— Problem to work on —
Copy the lines of the records below exactly, starting at the line that contains "Q: Point out the pavement" and ending at the line that contains "x=330 y=309", with both of those lines included.

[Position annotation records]
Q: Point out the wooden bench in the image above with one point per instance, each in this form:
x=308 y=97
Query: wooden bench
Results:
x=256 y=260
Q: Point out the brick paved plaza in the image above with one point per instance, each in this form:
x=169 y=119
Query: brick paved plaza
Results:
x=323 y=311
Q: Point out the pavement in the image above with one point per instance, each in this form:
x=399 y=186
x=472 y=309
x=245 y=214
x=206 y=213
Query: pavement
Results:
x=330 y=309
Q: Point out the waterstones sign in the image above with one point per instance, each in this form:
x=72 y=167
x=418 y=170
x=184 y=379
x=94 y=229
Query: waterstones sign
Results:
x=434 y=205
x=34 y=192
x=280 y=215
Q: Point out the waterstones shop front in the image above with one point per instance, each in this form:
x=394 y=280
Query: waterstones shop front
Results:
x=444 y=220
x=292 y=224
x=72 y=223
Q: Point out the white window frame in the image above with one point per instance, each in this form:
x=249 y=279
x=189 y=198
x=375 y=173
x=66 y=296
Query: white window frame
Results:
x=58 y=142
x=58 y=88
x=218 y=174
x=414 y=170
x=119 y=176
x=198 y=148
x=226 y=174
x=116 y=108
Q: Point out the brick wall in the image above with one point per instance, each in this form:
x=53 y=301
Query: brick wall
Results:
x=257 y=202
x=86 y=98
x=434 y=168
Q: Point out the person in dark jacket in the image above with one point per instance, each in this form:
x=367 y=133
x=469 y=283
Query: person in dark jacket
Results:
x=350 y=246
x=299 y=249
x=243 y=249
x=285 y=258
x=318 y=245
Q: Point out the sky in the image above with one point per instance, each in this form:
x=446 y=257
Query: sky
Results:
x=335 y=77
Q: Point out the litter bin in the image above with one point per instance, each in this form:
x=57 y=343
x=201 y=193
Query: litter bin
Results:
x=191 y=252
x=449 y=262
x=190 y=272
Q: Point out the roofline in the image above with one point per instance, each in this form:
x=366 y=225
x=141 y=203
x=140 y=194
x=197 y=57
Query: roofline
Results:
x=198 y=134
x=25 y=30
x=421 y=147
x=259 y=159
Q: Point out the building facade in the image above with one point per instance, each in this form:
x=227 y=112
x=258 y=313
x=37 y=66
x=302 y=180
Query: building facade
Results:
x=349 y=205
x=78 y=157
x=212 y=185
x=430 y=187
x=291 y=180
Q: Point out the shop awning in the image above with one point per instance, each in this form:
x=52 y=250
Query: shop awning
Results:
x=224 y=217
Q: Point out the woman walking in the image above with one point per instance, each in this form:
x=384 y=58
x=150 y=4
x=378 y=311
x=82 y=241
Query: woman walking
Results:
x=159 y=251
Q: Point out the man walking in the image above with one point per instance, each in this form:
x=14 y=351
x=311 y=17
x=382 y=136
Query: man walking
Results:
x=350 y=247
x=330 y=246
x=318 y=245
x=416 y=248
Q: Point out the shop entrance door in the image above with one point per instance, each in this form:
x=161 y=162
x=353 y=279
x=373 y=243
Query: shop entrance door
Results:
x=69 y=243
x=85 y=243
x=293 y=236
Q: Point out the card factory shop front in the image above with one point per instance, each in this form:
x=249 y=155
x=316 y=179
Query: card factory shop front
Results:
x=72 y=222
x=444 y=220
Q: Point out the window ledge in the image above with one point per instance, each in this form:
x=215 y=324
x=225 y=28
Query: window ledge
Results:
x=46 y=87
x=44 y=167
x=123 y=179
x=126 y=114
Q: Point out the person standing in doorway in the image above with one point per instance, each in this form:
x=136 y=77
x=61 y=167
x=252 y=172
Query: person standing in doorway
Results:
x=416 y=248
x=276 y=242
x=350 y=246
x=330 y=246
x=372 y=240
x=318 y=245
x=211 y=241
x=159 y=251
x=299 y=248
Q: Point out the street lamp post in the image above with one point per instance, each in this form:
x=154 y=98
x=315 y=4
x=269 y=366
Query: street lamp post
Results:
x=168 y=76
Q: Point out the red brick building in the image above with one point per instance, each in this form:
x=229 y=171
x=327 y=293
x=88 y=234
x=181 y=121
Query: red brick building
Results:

— Task result —
Q: Point out the pavement in the image above with one point per instance, each in this form:
x=399 y=186
x=472 y=309
x=245 y=214
x=206 y=213
Query: pavement
Results:
x=330 y=309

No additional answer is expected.